What you are asked to do: Reproduce the records verbatim, from the start of the records up to and including the line that contains "left=137, top=166, right=167, bottom=219".

Provided data:
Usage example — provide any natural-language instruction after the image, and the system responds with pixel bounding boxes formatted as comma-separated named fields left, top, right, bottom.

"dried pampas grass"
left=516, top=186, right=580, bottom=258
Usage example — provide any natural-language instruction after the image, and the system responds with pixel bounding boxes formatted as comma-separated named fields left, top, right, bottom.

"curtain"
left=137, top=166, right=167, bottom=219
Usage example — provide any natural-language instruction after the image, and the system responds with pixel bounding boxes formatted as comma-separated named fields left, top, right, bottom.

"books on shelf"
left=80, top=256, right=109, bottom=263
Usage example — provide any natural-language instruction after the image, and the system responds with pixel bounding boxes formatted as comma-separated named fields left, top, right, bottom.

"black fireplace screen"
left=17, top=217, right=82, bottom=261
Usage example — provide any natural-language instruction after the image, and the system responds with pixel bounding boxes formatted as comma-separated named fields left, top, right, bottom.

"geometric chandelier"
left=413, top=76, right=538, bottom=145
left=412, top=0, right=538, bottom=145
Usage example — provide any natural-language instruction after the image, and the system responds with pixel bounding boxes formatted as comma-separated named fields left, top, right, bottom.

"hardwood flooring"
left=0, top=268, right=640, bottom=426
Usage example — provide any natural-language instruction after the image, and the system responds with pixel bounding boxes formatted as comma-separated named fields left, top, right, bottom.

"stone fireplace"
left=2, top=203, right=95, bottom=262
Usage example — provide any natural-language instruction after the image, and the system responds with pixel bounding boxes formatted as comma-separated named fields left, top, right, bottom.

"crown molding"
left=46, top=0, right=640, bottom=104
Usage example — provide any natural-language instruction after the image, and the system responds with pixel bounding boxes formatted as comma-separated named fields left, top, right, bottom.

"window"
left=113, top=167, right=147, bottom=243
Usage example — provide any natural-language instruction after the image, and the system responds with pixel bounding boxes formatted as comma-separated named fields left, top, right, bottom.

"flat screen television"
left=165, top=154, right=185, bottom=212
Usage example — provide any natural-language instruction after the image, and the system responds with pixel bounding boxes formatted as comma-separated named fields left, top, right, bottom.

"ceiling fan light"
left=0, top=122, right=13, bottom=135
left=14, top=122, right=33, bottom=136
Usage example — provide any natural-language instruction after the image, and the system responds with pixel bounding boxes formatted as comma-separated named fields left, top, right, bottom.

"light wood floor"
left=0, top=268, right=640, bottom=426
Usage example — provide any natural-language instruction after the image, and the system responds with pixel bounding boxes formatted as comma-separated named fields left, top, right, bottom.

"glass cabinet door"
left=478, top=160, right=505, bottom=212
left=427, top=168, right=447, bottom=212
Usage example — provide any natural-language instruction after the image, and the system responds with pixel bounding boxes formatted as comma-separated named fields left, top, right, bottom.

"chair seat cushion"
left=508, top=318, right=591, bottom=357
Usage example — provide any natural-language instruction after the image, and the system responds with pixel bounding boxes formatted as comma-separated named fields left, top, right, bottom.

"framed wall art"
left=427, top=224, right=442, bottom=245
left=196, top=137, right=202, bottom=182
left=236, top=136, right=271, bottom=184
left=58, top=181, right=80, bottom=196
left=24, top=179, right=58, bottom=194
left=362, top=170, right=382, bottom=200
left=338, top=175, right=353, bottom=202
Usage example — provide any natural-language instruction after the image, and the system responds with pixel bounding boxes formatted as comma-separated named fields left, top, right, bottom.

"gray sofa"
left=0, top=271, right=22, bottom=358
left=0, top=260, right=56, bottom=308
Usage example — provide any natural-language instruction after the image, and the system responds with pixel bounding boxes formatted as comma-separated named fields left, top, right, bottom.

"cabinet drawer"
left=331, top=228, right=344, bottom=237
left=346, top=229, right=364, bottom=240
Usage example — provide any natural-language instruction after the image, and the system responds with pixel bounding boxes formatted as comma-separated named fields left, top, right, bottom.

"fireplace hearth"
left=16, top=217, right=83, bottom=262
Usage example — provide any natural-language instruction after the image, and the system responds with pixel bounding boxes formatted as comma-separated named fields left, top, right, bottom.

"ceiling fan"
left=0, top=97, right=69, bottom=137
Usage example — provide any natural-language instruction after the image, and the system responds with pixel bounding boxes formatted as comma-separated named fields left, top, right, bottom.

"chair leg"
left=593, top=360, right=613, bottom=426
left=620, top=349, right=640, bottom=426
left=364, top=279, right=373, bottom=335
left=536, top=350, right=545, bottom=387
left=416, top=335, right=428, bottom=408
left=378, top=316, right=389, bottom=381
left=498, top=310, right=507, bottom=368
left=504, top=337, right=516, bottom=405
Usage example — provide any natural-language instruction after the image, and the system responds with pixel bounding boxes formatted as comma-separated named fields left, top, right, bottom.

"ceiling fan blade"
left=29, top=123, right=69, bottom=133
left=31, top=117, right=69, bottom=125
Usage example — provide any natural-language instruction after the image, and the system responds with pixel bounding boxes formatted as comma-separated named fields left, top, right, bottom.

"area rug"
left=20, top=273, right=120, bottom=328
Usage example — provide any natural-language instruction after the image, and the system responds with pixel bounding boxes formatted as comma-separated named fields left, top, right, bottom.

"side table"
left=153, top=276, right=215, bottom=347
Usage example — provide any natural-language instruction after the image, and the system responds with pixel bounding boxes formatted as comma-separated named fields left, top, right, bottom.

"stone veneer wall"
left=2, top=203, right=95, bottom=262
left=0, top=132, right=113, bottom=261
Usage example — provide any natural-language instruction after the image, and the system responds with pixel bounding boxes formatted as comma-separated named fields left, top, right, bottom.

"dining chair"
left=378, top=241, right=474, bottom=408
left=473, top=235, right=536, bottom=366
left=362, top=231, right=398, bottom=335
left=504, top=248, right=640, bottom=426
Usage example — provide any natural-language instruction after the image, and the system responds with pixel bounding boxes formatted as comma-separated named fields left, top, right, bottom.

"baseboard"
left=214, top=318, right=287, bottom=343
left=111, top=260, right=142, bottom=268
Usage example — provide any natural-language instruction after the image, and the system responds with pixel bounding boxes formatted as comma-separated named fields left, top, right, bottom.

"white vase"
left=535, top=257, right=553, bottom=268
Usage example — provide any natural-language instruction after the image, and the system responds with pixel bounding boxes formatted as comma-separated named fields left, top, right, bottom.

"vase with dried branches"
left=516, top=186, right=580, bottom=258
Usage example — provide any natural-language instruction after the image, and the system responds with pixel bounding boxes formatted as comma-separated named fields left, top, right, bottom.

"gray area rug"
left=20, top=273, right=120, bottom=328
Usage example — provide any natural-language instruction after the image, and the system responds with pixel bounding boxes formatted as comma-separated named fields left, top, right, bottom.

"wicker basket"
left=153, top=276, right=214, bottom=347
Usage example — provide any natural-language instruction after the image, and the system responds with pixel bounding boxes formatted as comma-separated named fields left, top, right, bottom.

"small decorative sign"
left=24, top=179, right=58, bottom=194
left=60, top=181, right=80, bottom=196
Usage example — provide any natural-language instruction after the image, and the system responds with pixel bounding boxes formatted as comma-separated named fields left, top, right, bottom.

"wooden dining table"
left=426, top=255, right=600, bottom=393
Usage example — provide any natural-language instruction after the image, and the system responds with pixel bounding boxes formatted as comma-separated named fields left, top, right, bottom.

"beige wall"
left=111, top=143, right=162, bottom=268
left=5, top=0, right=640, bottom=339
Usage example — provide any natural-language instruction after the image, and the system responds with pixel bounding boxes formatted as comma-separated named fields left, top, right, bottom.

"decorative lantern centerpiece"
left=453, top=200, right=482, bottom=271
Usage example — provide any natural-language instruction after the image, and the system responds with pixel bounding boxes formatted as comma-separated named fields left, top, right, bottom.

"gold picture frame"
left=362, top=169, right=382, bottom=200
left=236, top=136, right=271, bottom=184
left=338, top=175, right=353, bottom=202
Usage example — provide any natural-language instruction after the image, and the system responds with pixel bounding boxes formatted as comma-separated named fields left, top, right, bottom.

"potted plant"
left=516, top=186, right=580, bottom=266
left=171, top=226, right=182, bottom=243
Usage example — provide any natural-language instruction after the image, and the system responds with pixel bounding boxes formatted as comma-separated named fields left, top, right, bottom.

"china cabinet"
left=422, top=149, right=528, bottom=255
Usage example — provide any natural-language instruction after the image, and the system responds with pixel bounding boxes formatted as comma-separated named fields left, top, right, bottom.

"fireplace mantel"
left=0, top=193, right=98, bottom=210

Solution for this exercise:
Usage example — provide any natural-language instruction after the image, and the system responds with pixel bounding boxes formatted as comma-separated named fields left, top, right, bottom.

"dried pampas grass"
left=516, top=186, right=580, bottom=258
Usage example — provide any natural-language instruction after the image, and the system responds with pixel bounding boxes formatted as comma-separated named fields left, top, right, bottom.

"curtain"
left=137, top=166, right=167, bottom=219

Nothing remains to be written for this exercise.